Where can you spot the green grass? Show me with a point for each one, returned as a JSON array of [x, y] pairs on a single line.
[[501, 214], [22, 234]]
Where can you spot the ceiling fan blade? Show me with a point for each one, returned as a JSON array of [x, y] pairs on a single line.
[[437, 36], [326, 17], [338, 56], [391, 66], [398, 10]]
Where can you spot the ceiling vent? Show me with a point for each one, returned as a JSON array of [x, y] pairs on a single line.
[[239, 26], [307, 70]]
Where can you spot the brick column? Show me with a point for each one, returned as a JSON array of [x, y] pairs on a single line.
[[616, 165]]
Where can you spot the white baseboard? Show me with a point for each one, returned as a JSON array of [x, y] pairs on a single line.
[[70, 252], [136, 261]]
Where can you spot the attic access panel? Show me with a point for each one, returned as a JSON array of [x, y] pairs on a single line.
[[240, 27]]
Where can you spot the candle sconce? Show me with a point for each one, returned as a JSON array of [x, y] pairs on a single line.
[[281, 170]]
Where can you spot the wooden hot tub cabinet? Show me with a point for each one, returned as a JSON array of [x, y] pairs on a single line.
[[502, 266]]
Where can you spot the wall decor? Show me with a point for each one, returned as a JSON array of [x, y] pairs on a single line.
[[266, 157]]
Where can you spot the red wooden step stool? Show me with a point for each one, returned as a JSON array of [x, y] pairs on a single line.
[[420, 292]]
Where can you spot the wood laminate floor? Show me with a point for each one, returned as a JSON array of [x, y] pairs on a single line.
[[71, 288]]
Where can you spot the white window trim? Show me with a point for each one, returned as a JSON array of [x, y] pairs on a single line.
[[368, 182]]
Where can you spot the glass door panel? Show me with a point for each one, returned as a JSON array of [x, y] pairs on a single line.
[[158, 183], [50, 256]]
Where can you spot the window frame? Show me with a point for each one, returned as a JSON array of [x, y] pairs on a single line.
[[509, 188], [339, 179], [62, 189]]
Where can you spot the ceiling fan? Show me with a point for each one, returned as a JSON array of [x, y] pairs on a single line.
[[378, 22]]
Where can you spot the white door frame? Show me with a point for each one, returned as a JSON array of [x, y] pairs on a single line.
+++
[TASK PROMPT]
Copy out all the entries above, swapping each instance of "Where can you spot" for "Where do you see" and changing nothing else.

[EXERCISE RESULT]
Where do you see the green grass? Show me with a point for each one, returned as a JSON array of [x, y] pairs on a single line.
[[501, 214], [22, 234]]
Where do you see the ceiling fan blade? Show me with a point for each one, returned as a JSON array of [x, y] pairs on a single line.
[[437, 36], [326, 17], [338, 56], [391, 66], [398, 10]]
Where do you see the ceiling vent? Show me with a point for each one, returned as a JSON array of [x, y] pairs on a single line.
[[239, 26], [307, 70]]
Where do you see the brick column? Show me with a point for each one, returned as a JSON array of [x, y] pairs on a single line.
[[616, 165]]
Where do you see the white baseboard? Show me with a point for each one, returned as a JSON array of [x, y] pairs on a single line.
[[70, 252], [136, 261]]
Where do you see the attic access panel? Show me with a point for each one, returned as a JSON array of [x, y] pairs on a single line.
[[240, 27]]
Where do you see the candle sconce? Show me with a point for each one, returned as a JSON array of [x, y] pairs on a single line.
[[281, 170]]
Where do you see the wooden hot tub cabinet? Show me with a point for each one, returned as a JSON array of [x, y] pairs on a single line.
[[502, 266]]
Where do you see the wall decor? Show me with a point for each one, returned as a JSON array of [x, y] pairs on a single line.
[[266, 157]]
Where do you see the red wooden step stool? Show me with a point for each one, returned as a JSON array of [x, y] pairs on a single line.
[[420, 292]]
Where do you see the wood laminate floor? Show me with a point for each one, returned as a JSON array of [x, y] pairs on a single line.
[[71, 288]]
Where do you see the white window trim? Show me with a point for each one, returned as a JSON array of [x, y] pairs on a single line.
[[368, 182]]
Where do you see the glass door panel? Show me with a point for each one, returned as a JSON array of [x, y] pairs on a single line.
[[158, 183], [50, 256]]
Where do you see the window frame? Show me with a point for each one, returned as a JSON array of [x, y] pairs on a single line.
[[509, 188], [339, 179], [62, 189]]
Where do you see the ceiling fan? Show me with a point for each one, returned as a JSON array of [x, y] pairs on a single line.
[[378, 22]]
Where do you see the white door frame? Show me with a point for each one, returned as a JSON array of [x, y] pairs on a single line.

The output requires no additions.